• [Description of the task]:
In the Python notebook below, which model name is passed to ChatGroq?

• [Document excerpt]:
—————

In [None]:
%pip install pinecone-client
!pip install langchain
!pip install pypdf
!pip install openai
!pip install tiktoken
# !pip install langchain

In [None]:
%pip install "pinecone-client[grpc]"

# To install without gRPC run:
# pip3 install pinecone


In [1]:
from langchain.document_loaders import PyPDFDirectoryLoader
from langchain.text_splitter import RecursiveCharacterTextSplitter
from langchain.embeddings import OllamaEmbeddings
from langchain_groq import ChatGroq
import os 
from dotenv import load_dotenv
from langchain.vectorstores import Pinecone
from langchain.chains import RetrievalQA
from langchain.prompts import PromptTemplate


In [2]:
load_dotenv()

# Env keys
os.environ['LANGCHAIN_TRACING_V2'] = os.getenv('LANGCHAIN_TRACING_V2')
os.environ['LANGCHAIN_ENDPOINT'] = os.getenv('LANGCHAIN_ENDPOINT')
os.environ['LANGCHAIN_API_KEY'] = os.getenv('LANGCHAIN_API_KEY')
os.environ['LANGCHAIN_PROJECT'] = os.getenv('LANGCHAIN_PROJECT')
os.environ['GROQ_API_KEY'] = os.getenv('GROQ_API_KEY')
os.environ['PINECONE_API_KEY'] = os.getenv('PINECONE_API_KEY')
groq_api_key= os.environ['GROQ_API_KEY']

In [3]:
llm = ChatGroq(model="llama3-8b-8192")
embed_model = OllamaEmbeddings(model="all-minilm")

In [4]:
!mkdir pdfs

A subdirectory or file pdfs already exists.


In [5]:
loader = PyPDFDirectoryLoader("pdfs")
data = loader.load()

—————

• [The data]:
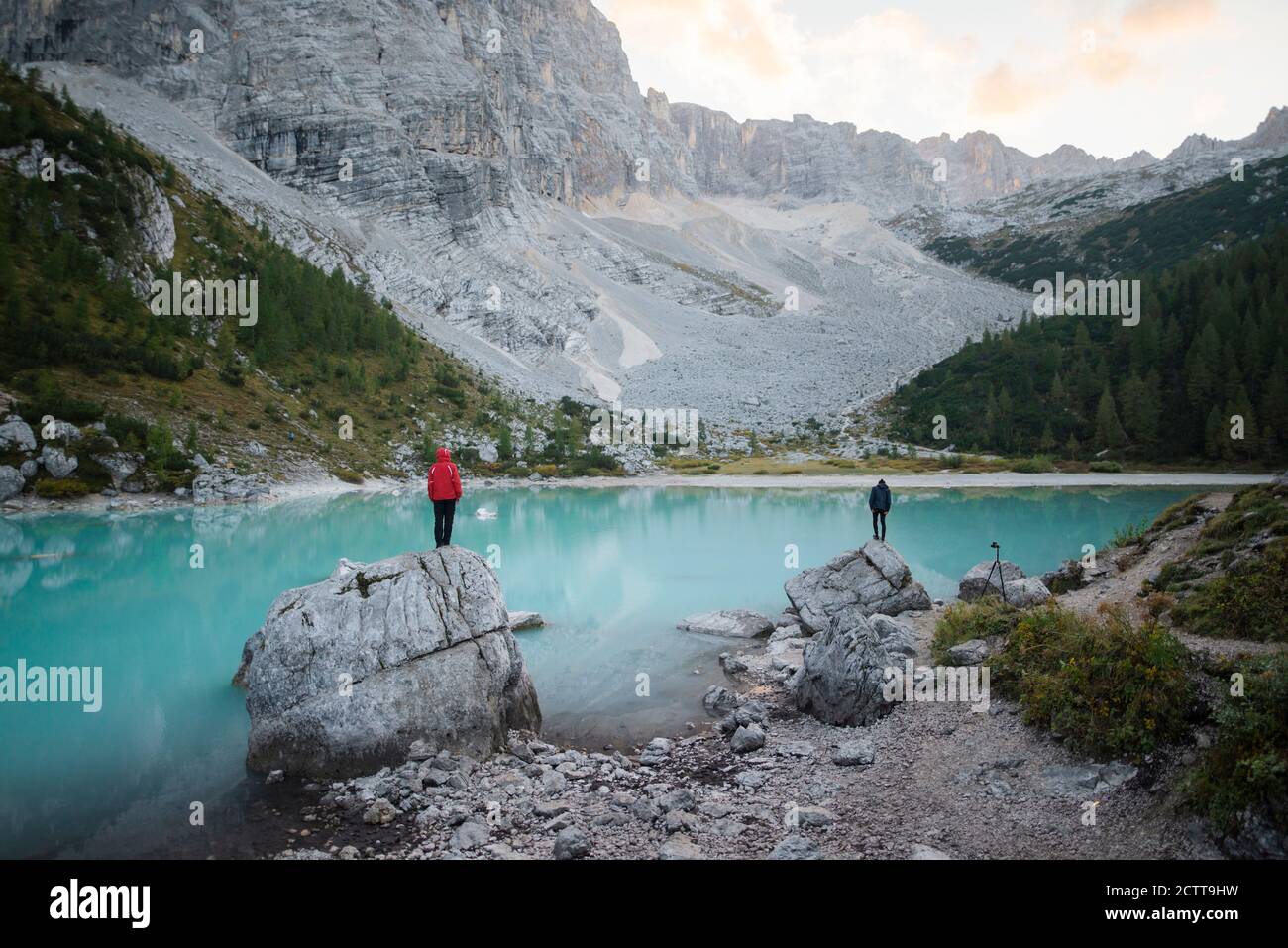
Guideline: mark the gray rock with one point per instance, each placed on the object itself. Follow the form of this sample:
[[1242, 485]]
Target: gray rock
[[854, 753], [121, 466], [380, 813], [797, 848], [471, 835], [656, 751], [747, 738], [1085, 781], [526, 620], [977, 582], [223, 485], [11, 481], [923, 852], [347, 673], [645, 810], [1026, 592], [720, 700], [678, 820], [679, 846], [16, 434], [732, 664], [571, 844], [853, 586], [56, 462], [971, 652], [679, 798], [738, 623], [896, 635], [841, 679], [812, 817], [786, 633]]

—————

• [Reply to the task]:
llama3-8b-8192